§ EXERCISE TASK
Can you give the material again with "thickest part" swapped for "widest part" everywhere it occurs, leaving everything else unchanged?

---------- MATERIALS PROVIDED ----------

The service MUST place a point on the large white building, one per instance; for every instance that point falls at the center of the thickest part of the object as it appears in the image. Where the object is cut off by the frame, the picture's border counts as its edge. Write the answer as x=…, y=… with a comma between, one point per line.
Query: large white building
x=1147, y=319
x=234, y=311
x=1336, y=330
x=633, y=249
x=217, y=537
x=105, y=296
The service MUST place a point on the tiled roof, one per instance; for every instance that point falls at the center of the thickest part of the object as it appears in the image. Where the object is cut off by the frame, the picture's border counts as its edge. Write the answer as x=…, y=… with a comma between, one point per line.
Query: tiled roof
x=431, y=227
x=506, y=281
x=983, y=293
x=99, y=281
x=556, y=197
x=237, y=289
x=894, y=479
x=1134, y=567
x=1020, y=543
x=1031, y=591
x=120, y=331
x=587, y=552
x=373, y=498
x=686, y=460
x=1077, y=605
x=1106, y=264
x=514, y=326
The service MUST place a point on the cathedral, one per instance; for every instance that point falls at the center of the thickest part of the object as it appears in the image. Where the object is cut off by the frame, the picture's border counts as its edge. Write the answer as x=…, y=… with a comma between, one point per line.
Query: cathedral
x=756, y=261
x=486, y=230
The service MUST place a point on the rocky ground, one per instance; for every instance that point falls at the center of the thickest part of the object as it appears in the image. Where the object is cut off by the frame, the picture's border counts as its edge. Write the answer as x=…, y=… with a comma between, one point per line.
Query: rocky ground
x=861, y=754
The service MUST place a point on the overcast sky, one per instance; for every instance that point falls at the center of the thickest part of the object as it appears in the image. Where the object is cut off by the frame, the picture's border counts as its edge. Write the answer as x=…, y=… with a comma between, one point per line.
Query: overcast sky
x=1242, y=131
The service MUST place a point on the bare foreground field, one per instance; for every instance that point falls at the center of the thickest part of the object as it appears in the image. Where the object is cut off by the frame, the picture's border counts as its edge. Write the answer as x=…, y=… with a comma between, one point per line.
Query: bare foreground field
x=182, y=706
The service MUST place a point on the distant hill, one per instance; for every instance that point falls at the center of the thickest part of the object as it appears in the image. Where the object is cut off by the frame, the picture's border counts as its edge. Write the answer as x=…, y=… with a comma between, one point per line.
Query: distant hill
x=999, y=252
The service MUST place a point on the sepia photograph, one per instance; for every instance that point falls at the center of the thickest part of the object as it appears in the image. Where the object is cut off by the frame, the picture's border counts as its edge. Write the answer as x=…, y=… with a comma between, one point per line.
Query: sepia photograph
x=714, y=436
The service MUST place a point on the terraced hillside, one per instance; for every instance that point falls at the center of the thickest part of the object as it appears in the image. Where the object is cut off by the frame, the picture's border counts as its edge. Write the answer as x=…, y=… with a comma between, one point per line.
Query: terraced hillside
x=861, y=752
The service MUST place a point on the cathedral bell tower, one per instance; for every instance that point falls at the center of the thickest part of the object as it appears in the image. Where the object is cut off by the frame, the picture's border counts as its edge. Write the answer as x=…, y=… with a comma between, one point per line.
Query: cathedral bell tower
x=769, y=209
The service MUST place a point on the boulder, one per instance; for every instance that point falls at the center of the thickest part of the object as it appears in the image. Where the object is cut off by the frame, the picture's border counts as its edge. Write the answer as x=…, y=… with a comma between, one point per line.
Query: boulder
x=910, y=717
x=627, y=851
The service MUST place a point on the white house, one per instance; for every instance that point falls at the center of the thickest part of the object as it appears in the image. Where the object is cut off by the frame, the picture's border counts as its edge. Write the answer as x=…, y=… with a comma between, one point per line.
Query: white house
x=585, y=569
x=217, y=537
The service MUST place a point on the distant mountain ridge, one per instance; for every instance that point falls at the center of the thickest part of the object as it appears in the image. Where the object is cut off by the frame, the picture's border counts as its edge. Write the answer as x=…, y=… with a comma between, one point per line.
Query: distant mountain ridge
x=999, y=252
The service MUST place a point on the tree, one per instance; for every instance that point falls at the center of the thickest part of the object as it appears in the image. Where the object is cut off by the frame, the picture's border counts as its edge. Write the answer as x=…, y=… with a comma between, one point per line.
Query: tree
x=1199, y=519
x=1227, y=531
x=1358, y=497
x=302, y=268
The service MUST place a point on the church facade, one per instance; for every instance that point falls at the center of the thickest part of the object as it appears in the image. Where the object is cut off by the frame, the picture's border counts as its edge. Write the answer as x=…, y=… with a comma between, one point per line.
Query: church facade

----------

§ IN RESPONSE
The service MUST place a point on the large white building, one per instance; for every instance that point falls at the center of the widest part of the object as it appears in the image. Where the object is cut off by the frame, the picture's border counts as its edge. Write the answer as x=…, y=… with a comma between, one point per line.
Query: large white building
x=1147, y=319
x=234, y=311
x=1336, y=330
x=633, y=249
x=217, y=537
x=105, y=296
The service MUST place a point on the tiled roof, one per instance; for every instance that point falls at the center of the widest part of the object as it appears in the image. Where the object is cut off by the frame, the picture's border counts as its edge. Write the answer as x=…, y=… with a comma between, one point per line.
Query: tiled roof
x=431, y=227
x=506, y=281
x=983, y=293
x=99, y=281
x=556, y=197
x=237, y=289
x=894, y=479
x=1134, y=567
x=1020, y=543
x=1031, y=591
x=120, y=331
x=587, y=552
x=373, y=498
x=686, y=460
x=1077, y=605
x=1106, y=264
x=514, y=326
The service MUST place a point on the cathedral, one per instance; for every instance that point falls at the center of the widest part of the object as it appears in the image. Where the object is cut off by the frame, the picture's border counts as its edge. Write the answer as x=…, y=… with a comma between, one point per line.
Query: cathedral
x=756, y=261
x=486, y=230
The service MUST place a point on the rocky ground, one per instance; for every instance that point falls at the center of the widest part of the object as it appears in the image. Where the object is cut off by the frame, the picture's border counts as its edge. Write the answer as x=…, y=… with a comma between, one point per line.
Query: rocky ground
x=861, y=754
The service MUST place a point on the overcast sky, one per instance; for every instance that point falls at the center of the widest part of the object as it appears in the image. Where the object is cut off by the frame, the picture's border counts as its edge. Write the answer as x=…, y=… with a comma between, one point per line.
Query: overcast sky
x=1242, y=131
The service MUST place a point on the bare foreground field, one per instance; for every instance that point falls at the center of the widest part of the object as it appears in the image. Where the object is cut off by the frame, the picture's border counts as its edge. Write the answer as x=…, y=… with a comma between, one point per line.
Query: bare foreground field
x=182, y=706
The service MUST place a point on the distant hill, one per instance; for every instance that point falls at the center of the widest part of the object as it appears in the image. Where the object is cut off by the frame, the picture's border counts as its edge. Write the answer as x=…, y=… with a comma between, one point per line.
Query: distant hill
x=999, y=252
The service MUST place a point on the sepia photograph, one per instance; for every instance that point falls at the center of the widest part of the object as it appears in the image. Where the object is cut off by the frame, the picture's border counts as its edge. Write the answer as x=…, y=… with a comma between, one point per line.
Query: sepia photograph
x=714, y=436
The service MUST place a point on the terraced hillside, one per instance; for every instance that point falls at the center of the widest part of the object as it appears in the image. Where the object is cut off by the frame, the picture's border counts as its edge. Write the answer as x=…, y=… with a comma between, one point per line.
Query: terraced hillside
x=861, y=752
The service MUST place a point on the cathedral bell tower, one per instance; for every instance that point falls at the center of the widest part of the object as it appears in the image. Where the object is cut off by the frame, the picture's border counts as its edge. Write the answer as x=…, y=… with a comma between, one point per line.
Query: cathedral bell tower
x=769, y=209
The service MUST place a point on the boulder, one per instance; for every instance that point falls at the center of the widest part of the object as it appears in the image. Where the object is cut off by the frame, the picture's border counts as its edge. Write the answer as x=…, y=… with a comma between, one point per line.
Query: boulder
x=910, y=717
x=627, y=851
The service MUST place a point on the white house, one per instance; for every instance that point falls at the center of the widest part of the object as it appears in the image. Where the object is cut off by the frame, the picture's border counts as its edge. Write the answer as x=…, y=… with a comma between, one point per line.
Query: white house
x=585, y=569
x=217, y=537
The service MUST place a point on the distant mountain ridge, one per instance; for every instance that point falls at the center of the widest part of the object as it appears in the image. Where the object is cut off by the frame, the picture's border counts as its edge. Write the answer as x=…, y=… with a comma between, one point per line.
Query: distant mountain ridge
x=999, y=252
The service MUST place a point on the tree, one per instance; for every instance that point falls at the center of the widest part of the object as it appears in the image. Where the object is cut off by the frame, the picture's border counts as its edge. Write the answer as x=…, y=… with a comma between, one point per line.
Query: tree
x=1199, y=519
x=1227, y=531
x=1358, y=497
x=302, y=268
The service MUST place a point on the church facade, one per instance; for every instance that point falls at the center of the widest part of the object as it appears in the image. Where the object is cut off by the frame, the picture's border counts as its edge. Write the answer as x=…, y=… with a comma between, one point per line.
Query: church facade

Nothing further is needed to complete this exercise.